Work order:
Search the records for "Reviewer". Copy every line where it appears.

[Data extracted from a collection]
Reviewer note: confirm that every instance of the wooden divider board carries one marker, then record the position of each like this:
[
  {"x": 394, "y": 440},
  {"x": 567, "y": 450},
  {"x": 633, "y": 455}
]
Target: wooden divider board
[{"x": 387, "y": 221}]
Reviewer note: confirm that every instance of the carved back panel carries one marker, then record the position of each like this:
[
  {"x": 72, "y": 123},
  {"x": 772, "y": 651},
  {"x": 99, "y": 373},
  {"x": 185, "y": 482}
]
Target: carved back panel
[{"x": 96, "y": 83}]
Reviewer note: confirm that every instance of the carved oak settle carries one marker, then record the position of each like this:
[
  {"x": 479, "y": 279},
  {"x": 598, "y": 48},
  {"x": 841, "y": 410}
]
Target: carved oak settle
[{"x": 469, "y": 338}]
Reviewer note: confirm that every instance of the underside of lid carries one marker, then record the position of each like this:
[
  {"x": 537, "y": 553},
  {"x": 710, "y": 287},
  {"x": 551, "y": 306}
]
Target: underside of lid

Reply to the task:
Reviewer note: confirm that every instance of the wooden divider board carries one marker, then record the position of each like this:
Reviewer note: confirm that every instance of the carved back panel carries one marker, then record the position of each like this:
Reviewer note: confirm that every instance of the carved oak settle carries one marker, then record the position of each like this:
Reviewer note: confirm that every instance of the underside of lid carries one marker, then record the position of each like this:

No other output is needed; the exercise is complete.